» Exercise details
Your task is to quote the records from their first line through the line containing "Mark every instance of the person", with nothing added or left out.
** Opening Available records block **
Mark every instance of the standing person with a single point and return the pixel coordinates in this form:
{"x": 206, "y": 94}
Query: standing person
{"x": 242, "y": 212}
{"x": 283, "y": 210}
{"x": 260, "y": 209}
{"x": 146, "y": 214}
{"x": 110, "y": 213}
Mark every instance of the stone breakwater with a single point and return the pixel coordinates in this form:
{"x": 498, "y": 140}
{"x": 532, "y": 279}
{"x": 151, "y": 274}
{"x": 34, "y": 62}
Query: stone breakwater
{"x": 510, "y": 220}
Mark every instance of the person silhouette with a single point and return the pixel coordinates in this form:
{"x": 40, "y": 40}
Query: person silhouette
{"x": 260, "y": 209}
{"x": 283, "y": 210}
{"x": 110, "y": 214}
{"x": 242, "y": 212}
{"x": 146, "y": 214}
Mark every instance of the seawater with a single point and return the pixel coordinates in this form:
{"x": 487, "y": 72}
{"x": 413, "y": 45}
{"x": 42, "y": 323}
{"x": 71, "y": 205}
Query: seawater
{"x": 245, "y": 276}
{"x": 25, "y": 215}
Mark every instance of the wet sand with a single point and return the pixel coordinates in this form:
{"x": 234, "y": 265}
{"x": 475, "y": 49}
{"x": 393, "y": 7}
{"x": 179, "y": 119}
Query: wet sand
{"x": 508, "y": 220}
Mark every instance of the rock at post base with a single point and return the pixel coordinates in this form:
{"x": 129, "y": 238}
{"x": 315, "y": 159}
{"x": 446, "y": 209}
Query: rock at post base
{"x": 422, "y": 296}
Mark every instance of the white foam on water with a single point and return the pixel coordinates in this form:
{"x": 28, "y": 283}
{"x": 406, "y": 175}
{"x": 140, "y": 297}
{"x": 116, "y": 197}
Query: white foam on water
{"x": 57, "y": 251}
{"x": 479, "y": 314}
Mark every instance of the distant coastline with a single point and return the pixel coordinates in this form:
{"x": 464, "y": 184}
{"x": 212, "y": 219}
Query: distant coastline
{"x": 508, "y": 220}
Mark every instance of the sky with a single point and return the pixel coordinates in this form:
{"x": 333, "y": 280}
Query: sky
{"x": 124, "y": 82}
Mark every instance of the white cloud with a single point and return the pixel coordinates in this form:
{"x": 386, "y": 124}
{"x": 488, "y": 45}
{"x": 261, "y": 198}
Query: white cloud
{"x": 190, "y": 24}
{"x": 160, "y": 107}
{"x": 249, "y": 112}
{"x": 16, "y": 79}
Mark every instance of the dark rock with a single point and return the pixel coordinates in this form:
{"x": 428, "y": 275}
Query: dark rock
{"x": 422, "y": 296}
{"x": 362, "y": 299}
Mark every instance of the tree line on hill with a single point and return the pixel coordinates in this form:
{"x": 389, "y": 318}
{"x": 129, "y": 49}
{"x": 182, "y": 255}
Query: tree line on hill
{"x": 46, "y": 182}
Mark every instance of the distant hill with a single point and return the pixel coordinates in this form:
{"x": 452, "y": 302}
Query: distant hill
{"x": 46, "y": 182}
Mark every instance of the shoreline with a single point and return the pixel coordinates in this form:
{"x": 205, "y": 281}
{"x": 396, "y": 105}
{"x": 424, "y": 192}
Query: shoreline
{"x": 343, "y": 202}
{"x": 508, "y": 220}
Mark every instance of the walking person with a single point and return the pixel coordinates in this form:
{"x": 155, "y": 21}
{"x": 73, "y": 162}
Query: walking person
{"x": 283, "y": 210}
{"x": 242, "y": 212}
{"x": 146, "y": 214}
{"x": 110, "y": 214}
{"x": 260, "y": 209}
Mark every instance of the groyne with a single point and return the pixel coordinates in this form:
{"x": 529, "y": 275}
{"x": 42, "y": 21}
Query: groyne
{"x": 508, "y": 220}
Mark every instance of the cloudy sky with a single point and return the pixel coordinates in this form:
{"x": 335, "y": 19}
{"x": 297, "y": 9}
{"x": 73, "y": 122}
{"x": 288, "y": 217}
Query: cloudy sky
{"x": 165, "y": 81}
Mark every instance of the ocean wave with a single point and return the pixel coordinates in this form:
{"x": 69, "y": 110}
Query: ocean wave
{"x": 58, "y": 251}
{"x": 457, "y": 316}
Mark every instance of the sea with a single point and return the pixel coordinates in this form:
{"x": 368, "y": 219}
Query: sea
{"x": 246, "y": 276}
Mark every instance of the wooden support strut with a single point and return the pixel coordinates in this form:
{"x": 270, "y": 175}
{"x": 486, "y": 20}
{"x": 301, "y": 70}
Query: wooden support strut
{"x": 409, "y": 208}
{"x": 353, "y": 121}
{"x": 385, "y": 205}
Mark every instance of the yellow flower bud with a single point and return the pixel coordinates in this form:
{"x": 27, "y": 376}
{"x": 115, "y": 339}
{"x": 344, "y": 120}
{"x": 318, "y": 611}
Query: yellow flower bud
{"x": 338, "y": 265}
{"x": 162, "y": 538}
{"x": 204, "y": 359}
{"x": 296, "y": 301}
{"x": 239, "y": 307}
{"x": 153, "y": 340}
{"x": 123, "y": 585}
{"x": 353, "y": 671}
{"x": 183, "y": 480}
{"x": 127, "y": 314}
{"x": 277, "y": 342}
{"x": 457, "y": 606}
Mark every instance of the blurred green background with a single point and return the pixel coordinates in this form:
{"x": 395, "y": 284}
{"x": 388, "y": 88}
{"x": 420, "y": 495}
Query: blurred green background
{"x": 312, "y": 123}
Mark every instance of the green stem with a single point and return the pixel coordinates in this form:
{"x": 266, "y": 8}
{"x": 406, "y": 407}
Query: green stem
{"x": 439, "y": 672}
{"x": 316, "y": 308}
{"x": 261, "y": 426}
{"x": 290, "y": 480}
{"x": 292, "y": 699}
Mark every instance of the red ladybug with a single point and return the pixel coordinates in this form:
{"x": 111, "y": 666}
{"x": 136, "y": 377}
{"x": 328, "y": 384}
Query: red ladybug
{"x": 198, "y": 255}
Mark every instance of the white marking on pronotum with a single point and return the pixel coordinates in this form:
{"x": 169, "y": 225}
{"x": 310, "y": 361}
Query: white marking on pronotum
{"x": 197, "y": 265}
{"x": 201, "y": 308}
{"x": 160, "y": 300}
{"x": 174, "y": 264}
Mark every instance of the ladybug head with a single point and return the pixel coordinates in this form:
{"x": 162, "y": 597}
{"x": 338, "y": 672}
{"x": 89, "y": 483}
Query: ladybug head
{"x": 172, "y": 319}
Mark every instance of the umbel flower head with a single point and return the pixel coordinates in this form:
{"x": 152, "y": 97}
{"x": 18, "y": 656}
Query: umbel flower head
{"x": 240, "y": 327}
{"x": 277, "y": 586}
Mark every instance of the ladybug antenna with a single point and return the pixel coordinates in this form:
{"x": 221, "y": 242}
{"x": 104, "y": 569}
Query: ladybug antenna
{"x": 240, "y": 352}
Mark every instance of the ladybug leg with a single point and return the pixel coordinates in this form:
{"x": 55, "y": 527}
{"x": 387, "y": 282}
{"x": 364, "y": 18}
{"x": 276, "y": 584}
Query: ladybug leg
** Closing Available records block **
» Solution for this task
Mark every instance of the standing person with a single point and return the pixel coordinates in this form:
{"x": 206, "y": 94}
Query: standing person
{"x": 242, "y": 212}
{"x": 283, "y": 210}
{"x": 260, "y": 209}
{"x": 146, "y": 214}
{"x": 110, "y": 213}
Mark every instance of the stone breakwater with a single point and return the pixel coordinates in this form:
{"x": 498, "y": 140}
{"x": 532, "y": 279}
{"x": 151, "y": 274}
{"x": 34, "y": 62}
Query: stone breakwater
{"x": 510, "y": 220}
Mark every instance of the person silhouette with a single point and return the pixel coordinates in this form:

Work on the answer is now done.